[Point annotations for photos]
________________________
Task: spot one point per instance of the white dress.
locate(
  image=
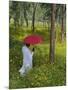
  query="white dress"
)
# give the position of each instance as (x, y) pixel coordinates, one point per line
(27, 60)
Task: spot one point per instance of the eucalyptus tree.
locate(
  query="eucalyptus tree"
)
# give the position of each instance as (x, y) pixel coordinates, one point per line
(52, 33)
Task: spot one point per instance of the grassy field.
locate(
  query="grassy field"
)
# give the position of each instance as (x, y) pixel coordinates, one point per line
(43, 73)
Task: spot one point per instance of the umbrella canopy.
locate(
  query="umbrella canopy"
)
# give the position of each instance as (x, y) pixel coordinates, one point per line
(33, 39)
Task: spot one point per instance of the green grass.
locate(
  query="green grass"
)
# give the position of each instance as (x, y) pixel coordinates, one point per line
(43, 73)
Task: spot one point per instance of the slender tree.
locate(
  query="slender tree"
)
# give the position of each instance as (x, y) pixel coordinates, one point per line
(33, 17)
(62, 22)
(52, 33)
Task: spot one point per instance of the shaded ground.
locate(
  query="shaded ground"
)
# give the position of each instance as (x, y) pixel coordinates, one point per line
(43, 73)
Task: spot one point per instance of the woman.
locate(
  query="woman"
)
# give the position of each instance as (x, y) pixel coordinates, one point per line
(27, 59)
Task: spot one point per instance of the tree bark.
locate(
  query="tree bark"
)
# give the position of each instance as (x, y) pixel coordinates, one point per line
(25, 15)
(62, 23)
(33, 17)
(52, 33)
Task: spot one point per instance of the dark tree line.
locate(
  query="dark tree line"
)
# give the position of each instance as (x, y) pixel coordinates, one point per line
(50, 13)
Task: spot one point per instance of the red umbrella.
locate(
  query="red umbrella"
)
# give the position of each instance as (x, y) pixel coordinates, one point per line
(33, 39)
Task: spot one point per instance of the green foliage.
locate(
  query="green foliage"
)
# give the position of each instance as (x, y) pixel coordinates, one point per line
(43, 73)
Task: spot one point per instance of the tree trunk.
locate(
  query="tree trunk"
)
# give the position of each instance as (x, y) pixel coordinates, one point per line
(25, 15)
(62, 23)
(52, 33)
(33, 18)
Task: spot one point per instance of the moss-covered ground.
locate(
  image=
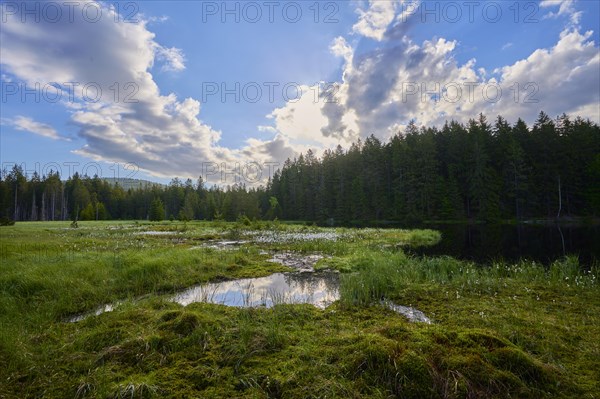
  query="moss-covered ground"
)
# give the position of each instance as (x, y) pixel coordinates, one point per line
(519, 330)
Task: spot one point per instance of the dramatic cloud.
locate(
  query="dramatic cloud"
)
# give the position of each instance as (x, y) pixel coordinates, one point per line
(565, 8)
(103, 68)
(105, 71)
(398, 81)
(374, 21)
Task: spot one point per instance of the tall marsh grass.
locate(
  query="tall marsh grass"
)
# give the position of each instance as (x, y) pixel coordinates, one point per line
(384, 275)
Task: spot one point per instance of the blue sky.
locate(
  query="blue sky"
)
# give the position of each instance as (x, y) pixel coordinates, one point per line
(175, 58)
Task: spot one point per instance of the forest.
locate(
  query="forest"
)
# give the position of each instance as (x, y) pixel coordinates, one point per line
(479, 171)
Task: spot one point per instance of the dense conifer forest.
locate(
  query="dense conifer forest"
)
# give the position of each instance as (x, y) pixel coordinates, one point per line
(479, 171)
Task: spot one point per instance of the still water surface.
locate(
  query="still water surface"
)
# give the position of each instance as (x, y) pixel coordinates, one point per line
(544, 244)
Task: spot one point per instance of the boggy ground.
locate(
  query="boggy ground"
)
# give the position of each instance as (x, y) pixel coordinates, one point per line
(498, 331)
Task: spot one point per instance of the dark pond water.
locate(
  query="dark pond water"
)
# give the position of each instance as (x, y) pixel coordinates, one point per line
(544, 244)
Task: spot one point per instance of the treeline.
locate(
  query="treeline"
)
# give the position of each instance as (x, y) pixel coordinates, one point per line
(479, 171)
(92, 198)
(482, 171)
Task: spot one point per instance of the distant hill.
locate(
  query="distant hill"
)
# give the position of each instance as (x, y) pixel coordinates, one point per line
(127, 183)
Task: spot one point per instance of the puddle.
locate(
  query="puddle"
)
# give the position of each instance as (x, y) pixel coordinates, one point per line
(300, 262)
(156, 233)
(102, 309)
(411, 314)
(318, 289)
(274, 237)
(304, 285)
(221, 245)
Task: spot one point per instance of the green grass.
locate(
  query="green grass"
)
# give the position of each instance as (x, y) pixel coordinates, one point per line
(503, 331)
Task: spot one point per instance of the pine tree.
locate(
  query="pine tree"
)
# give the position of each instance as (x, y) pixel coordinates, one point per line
(157, 210)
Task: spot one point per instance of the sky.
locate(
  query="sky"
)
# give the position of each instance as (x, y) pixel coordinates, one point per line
(228, 90)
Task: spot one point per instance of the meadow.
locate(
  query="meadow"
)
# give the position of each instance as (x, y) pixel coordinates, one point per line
(497, 330)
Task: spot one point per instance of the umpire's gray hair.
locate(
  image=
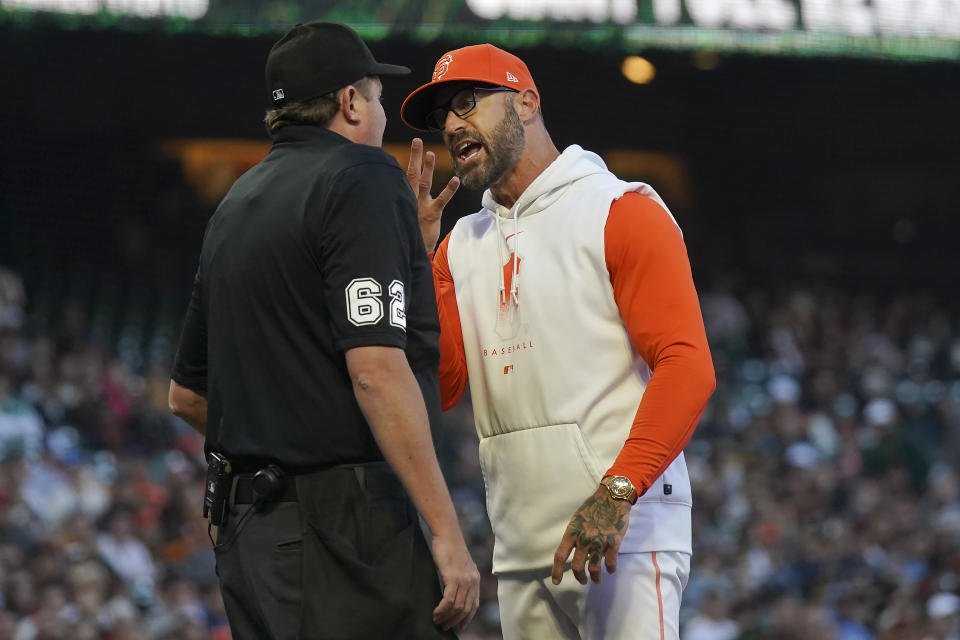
________________________
List every line in the material above that contains the string "meadow". Case counts.

Task: spot one point per instance of the meadow.
  query="meadow"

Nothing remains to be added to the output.